▶ Stored data
◇ ◇ ◇

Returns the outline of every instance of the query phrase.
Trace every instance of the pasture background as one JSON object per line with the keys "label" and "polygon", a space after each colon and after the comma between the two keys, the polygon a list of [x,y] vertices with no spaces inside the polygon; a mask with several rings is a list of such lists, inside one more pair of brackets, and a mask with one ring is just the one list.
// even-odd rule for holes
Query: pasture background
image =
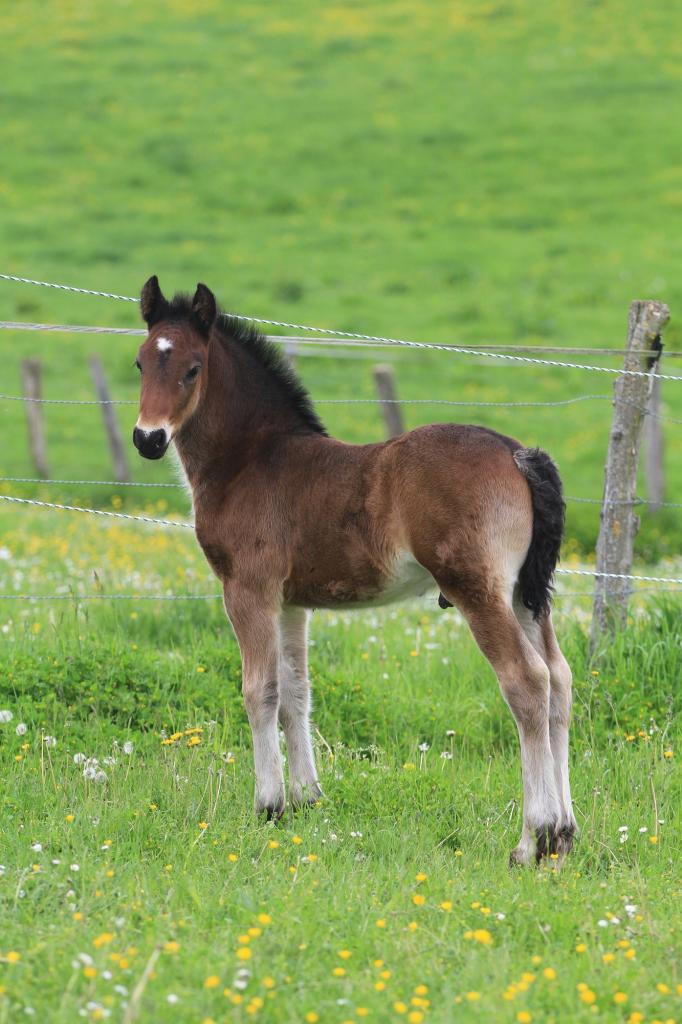
{"label": "pasture background", "polygon": [[[2,7],[0,30],[2,270],[123,294],[156,272],[168,292],[204,280],[239,313],[467,343],[619,348],[629,302],[662,298],[666,344],[682,348],[673,3],[24,2]],[[132,304],[6,282],[0,309],[7,320],[138,326]],[[135,398],[135,348],[2,331],[1,390],[17,394],[20,358],[40,354],[46,396],[91,398],[86,357],[97,350],[114,394]],[[384,358],[406,398],[545,401],[612,387],[607,375],[439,353]],[[300,360],[319,399],[371,397],[371,365]],[[664,403],[682,417],[672,382]],[[320,411],[347,440],[381,436],[373,406]],[[405,412],[410,426],[450,418]],[[542,444],[569,494],[601,495],[608,401],[450,412]],[[119,415],[127,434],[134,407]],[[47,407],[46,423],[55,476],[109,477],[96,409]],[[0,472],[32,475],[23,408],[0,403],[0,424]],[[682,500],[680,429],[666,425],[672,501]],[[137,480],[172,479],[167,462],[132,464]],[[187,510],[180,491],[3,487]],[[670,556],[675,567],[678,513],[643,515],[640,564]],[[0,522],[3,592],[215,588],[192,538],[175,532],[4,507]],[[569,506],[567,560],[592,550],[597,525],[596,508]],[[411,1024],[420,1014],[587,1020],[595,1006],[601,1019],[674,1019],[679,604],[647,601],[651,614],[599,676],[586,659],[585,602],[561,605],[582,835],[558,876],[507,874],[519,828],[513,723],[456,616],[430,605],[319,616],[312,668],[316,723],[334,754],[320,739],[329,799],[277,828],[249,818],[238,660],[219,603],[93,605],[0,609],[0,708],[14,714],[0,725],[0,1021],[27,1007],[39,1020],[122,1019],[130,996],[114,986],[133,991],[157,942],[180,946],[155,965],[139,1004],[146,1021],[319,1014],[340,1024],[358,1008],[382,1021],[416,1014]],[[201,744],[161,745],[161,728],[195,724]],[[133,740],[132,759],[117,752],[107,786],[86,785],[73,753],[101,759],[114,739]],[[310,854],[318,860],[301,860]],[[239,960],[238,936],[259,914],[273,923]],[[619,923],[598,925],[608,914]],[[464,938],[477,928],[492,946]],[[95,963],[72,966],[79,952]],[[241,1003],[240,964],[253,970]],[[511,982],[520,987],[506,999]],[[419,984],[428,994],[414,993]],[[617,991],[627,1002],[614,1002]]]}

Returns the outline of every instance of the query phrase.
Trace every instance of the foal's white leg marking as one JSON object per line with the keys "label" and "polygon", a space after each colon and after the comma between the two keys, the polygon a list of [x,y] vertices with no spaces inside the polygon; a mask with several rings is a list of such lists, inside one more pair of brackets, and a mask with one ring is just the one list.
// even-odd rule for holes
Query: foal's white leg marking
{"label": "foal's white leg marking", "polygon": [[135,426],[138,430],[141,430],[143,434],[147,434],[148,436],[149,434],[153,434],[156,430],[163,430],[169,443],[173,437],[173,428],[167,421],[164,421],[163,423],[145,423],[142,419],[138,418]]}
{"label": "foal's white leg marking", "polygon": [[279,719],[289,754],[289,795],[297,805],[321,796],[310,736],[306,609],[282,609],[280,637]]}
{"label": "foal's white leg marking", "polygon": [[524,633],[549,669],[549,742],[554,759],[554,779],[561,804],[560,826],[575,829],[568,772],[571,669],[557,643],[551,615],[542,623],[536,622],[532,613],[518,598],[514,601],[514,613]]}
{"label": "foal's white leg marking", "polygon": [[159,352],[170,352],[173,348],[173,342],[169,338],[158,338],[156,341],[156,347]]}
{"label": "foal's white leg marking", "polygon": [[242,656],[242,690],[253,735],[254,807],[269,816],[284,811],[284,774],[279,749],[279,624],[277,612],[253,593],[225,586],[225,608]]}

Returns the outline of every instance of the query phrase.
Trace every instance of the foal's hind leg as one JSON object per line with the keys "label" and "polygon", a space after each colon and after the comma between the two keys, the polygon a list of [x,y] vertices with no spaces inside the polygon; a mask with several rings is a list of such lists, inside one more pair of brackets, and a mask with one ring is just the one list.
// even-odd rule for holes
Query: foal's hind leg
{"label": "foal's hind leg", "polygon": [[529,864],[555,852],[561,818],[549,739],[549,671],[504,597],[472,600],[447,588],[443,592],[466,616],[516,720],[523,772],[523,831],[511,861]]}
{"label": "foal's hind leg", "polygon": [[296,807],[314,803],[322,796],[310,736],[308,612],[305,608],[287,605],[282,609],[280,636],[279,720],[289,754],[289,796]]}
{"label": "foal's hind leg", "polygon": [[557,853],[573,845],[576,822],[568,775],[568,727],[571,717],[572,675],[554,632],[551,614],[534,620],[532,612],[514,594],[514,613],[524,633],[549,669],[549,742],[554,758],[554,778],[561,803]]}

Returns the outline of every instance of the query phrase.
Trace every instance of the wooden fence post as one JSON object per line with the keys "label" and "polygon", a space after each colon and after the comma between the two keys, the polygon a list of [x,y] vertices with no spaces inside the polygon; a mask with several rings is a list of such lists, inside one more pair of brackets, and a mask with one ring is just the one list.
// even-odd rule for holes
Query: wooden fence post
{"label": "wooden fence post", "polygon": [[22,359],[21,382],[26,402],[26,419],[28,420],[28,440],[31,455],[38,476],[47,479],[50,469],[45,451],[45,432],[43,430],[43,407],[41,397],[42,364],[39,359]]}
{"label": "wooden fence post", "polygon": [[388,437],[397,437],[405,431],[403,414],[400,409],[395,390],[395,375],[392,366],[384,364],[374,367],[374,383],[376,385],[384,425]]}
{"label": "wooden fence post", "polygon": [[[652,367],[657,373],[659,360]],[[658,512],[665,500],[665,470],[663,469],[663,422],[661,420],[661,378],[651,382],[649,415],[644,421],[644,478],[649,511]]]}
{"label": "wooden fence post", "polygon": [[[624,370],[652,369],[644,352],[660,344],[659,335],[669,318],[662,302],[638,301],[630,306]],[[597,572],[629,574],[639,518],[635,514],[637,461],[645,410],[653,377],[623,374],[614,385],[614,410],[604,479],[601,527],[597,542]],[[597,576],[592,612],[592,652],[601,641],[626,623],[630,580]]]}
{"label": "wooden fence post", "polygon": [[130,480],[128,458],[126,456],[125,448],[123,447],[121,431],[118,426],[114,407],[111,404],[111,395],[109,393],[107,379],[104,374],[104,367],[102,366],[99,356],[90,356],[90,373],[92,374],[92,380],[95,385],[97,397],[102,403],[100,408],[102,410],[102,417],[104,419],[107,437],[109,438],[109,447],[111,448],[111,458],[114,464],[114,479],[118,480],[118,482],[122,484],[127,483]]}

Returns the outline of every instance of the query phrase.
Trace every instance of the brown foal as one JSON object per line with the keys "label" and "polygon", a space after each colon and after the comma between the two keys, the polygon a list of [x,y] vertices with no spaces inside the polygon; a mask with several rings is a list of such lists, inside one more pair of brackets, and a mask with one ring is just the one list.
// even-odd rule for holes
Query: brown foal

◇ ◇ ◇

Set down each entry above exactly as it appears. Omit the pictures.

▶ Task solution
Returns the outline of every instance of the query phrase.
Trace every instance of the pasture background as one JSON object per line with the keys "label" and "polygon", a space after each colon and after the comma between the two keys, the polygon a list of [x,y] vertices with no spaces inside the polygon; a mask with several rings is a list of such lists, inside one more pair of brackets, and a mask with one ring is just the one list.
// even-odd rule for holes
Query: pasture background
image =
{"label": "pasture background", "polygon": [[[2,7],[0,30],[2,270],[123,294],[156,272],[168,292],[204,280],[239,313],[467,343],[619,348],[629,302],[662,298],[666,344],[682,348],[673,3],[24,2]],[[132,304],[6,282],[0,309],[7,320],[138,326]],[[135,398],[135,348],[2,331],[1,390],[17,394],[20,358],[40,354],[46,396],[91,398],[86,357],[97,350],[114,394]],[[384,358],[406,398],[545,401],[612,387],[607,375],[439,353]],[[300,360],[319,399],[371,397],[371,365]],[[664,403],[682,417],[672,382]],[[320,411],[347,440],[381,436],[373,406]],[[405,412],[410,426],[450,418]],[[542,444],[569,494],[601,495],[608,401],[450,412]],[[119,415],[127,434],[134,407]],[[47,407],[46,423],[55,476],[109,477],[96,409]],[[0,472],[32,475],[23,408],[0,403],[0,424]],[[682,500],[680,429],[666,425],[672,501]],[[137,480],[172,479],[167,462],[132,464]],[[187,510],[180,491],[3,487]],[[670,556],[675,567],[678,513],[643,515],[640,564]],[[0,522],[3,592],[215,588],[192,538],[175,532],[4,507]],[[569,506],[567,560],[592,550],[597,525],[596,508]],[[411,1024],[420,1014],[587,1020],[595,1006],[601,1019],[674,1019],[679,604],[647,601],[651,614],[599,676],[586,659],[585,602],[561,605],[582,835],[558,876],[507,874],[519,828],[513,723],[456,616],[430,605],[319,616],[312,668],[316,723],[334,754],[320,739],[329,799],[277,828],[249,818],[238,660],[219,603],[93,605],[0,609],[0,708],[14,714],[0,725],[0,1021],[27,1007],[39,1020],[122,1019],[130,996],[114,986],[133,991],[157,942],[180,946],[155,965],[139,1004],[146,1021],[319,1014],[340,1024],[358,1008],[382,1021],[416,1014]],[[201,744],[161,745],[161,728],[195,724]],[[133,740],[132,759],[117,752],[107,786],[86,785],[73,753],[101,759],[114,739]],[[310,854],[318,860],[301,860]],[[239,960],[238,936],[259,914],[273,923]],[[619,923],[598,925],[608,914]],[[464,938],[477,928],[492,946]],[[95,963],[72,966],[79,952]],[[241,1003],[240,964],[253,970]],[[511,982],[520,987],[506,999]],[[419,984],[428,994],[414,993]],[[617,991],[627,1002],[614,1002]]]}

Returns the outline of every instance of the query phrase.
Trace every instance of the foal's white leg marking as one JSON object per line with the keys "label" and "polygon", a space after each colon and after the comma between the two keys, the polygon a list of [x,y] vertices with no spaces inside the polygon; a mask with several rings is a list of such lists, inside one more pair of brackets, and a mask with one ring is just the one list.
// even-odd rule for holes
Query: foal's white leg marking
{"label": "foal's white leg marking", "polygon": [[135,426],[138,430],[141,430],[143,434],[147,434],[148,436],[149,434],[153,434],[156,430],[163,430],[169,443],[173,437],[173,428],[167,421],[164,421],[163,423],[145,423],[142,419],[138,418]]}
{"label": "foal's white leg marking", "polygon": [[279,719],[289,754],[289,795],[297,805],[321,796],[310,736],[306,609],[282,609],[280,637]]}
{"label": "foal's white leg marking", "polygon": [[524,633],[549,669],[549,742],[554,759],[554,779],[561,804],[560,826],[575,829],[568,772],[571,669],[557,643],[551,615],[542,623],[536,622],[532,613],[518,598],[514,601],[514,613]]}
{"label": "foal's white leg marking", "polygon": [[159,352],[170,352],[173,348],[173,342],[169,338],[158,338],[156,341],[156,347]]}
{"label": "foal's white leg marking", "polygon": [[242,656],[242,690],[253,735],[254,807],[269,816],[284,811],[284,774],[279,749],[279,624],[277,612],[253,593],[225,586],[225,608]]}

Returns the outline of every instance of the query phrase.
Trace every instance of the foal's hind leg as one JSON object per line with the keys "label" and "polygon", a space after each colon and after the comma between the two keys, the polygon a list of [x,y] vertices with no spaces inside the polygon; a mask with several rings is a list of such lists, inside one more pair of brackets, and a mask with one ring is just the one list.
// even-odd rule for holes
Query: foal's hind leg
{"label": "foal's hind leg", "polygon": [[529,864],[555,852],[561,818],[549,739],[549,671],[504,597],[472,600],[447,588],[443,592],[466,616],[516,720],[523,772],[523,831],[511,861]]}
{"label": "foal's hind leg", "polygon": [[296,807],[314,803],[322,796],[310,736],[308,612],[305,608],[287,605],[282,609],[280,636],[279,720],[289,754],[289,796]]}
{"label": "foal's hind leg", "polygon": [[557,853],[573,845],[576,822],[568,775],[568,727],[571,717],[572,675],[554,632],[551,614],[534,620],[532,612],[514,594],[514,613],[524,633],[549,669],[549,742],[554,758],[554,778],[561,803]]}

Returns the outline of every instance of the query phrase.
Trace every instance of the wooden fence post as one JSON object per line with the keys "label" and "polygon", a space after each colon and after the comma between the two keys, the polygon a list of [x,y] vertices with no spaces inside the polygon; a mask with several rings is a list of such lists, inside one more pair of brackets, and a mask with one ring is just the one list.
// even-odd rule for holes
Query: wooden fence post
{"label": "wooden fence post", "polygon": [[22,359],[21,382],[26,402],[26,419],[28,420],[28,440],[31,455],[38,476],[47,479],[50,469],[45,451],[45,432],[43,430],[43,407],[41,397],[42,364],[39,359]]}
{"label": "wooden fence post", "polygon": [[388,437],[397,437],[405,431],[403,414],[400,409],[395,390],[395,375],[392,366],[384,364],[374,367],[374,383],[376,385],[384,425]]}
{"label": "wooden fence post", "polygon": [[[652,367],[657,373],[659,360]],[[658,512],[665,500],[665,470],[663,469],[663,422],[661,420],[661,378],[651,382],[649,415],[644,421],[644,478],[649,511]]]}
{"label": "wooden fence post", "polygon": [[[624,370],[652,369],[644,352],[660,344],[659,335],[669,318],[662,302],[638,301],[630,306]],[[597,572],[629,574],[639,518],[635,514],[637,461],[645,410],[653,377],[623,374],[614,385],[614,410],[604,479],[601,527],[597,542]],[[597,576],[592,612],[592,652],[601,641],[626,623],[630,580]]]}
{"label": "wooden fence post", "polygon": [[130,480],[128,458],[126,456],[125,448],[123,447],[121,431],[118,426],[114,407],[111,404],[111,395],[109,393],[107,379],[104,374],[104,367],[102,366],[99,356],[90,356],[90,373],[92,374],[92,380],[95,385],[97,397],[102,403],[100,408],[102,410],[102,417],[104,419],[107,437],[109,438],[109,447],[111,448],[111,458],[114,464],[114,479],[118,480],[118,482],[122,484],[127,483]]}

Returns the outline of every instance of the query phrase.
Trace every instance of the brown foal as one JSON object per line with the keys "label" and "polygon", a space after each colon and after the comma between the two keys, the polygon a list of [x,y] vertices with no spaces inside the polygon; a mask with several rings is a list of such lists, inside one more pair of brackets, and a mask with one ring is just the one list.
// even-odd rule for holes
Query: brown foal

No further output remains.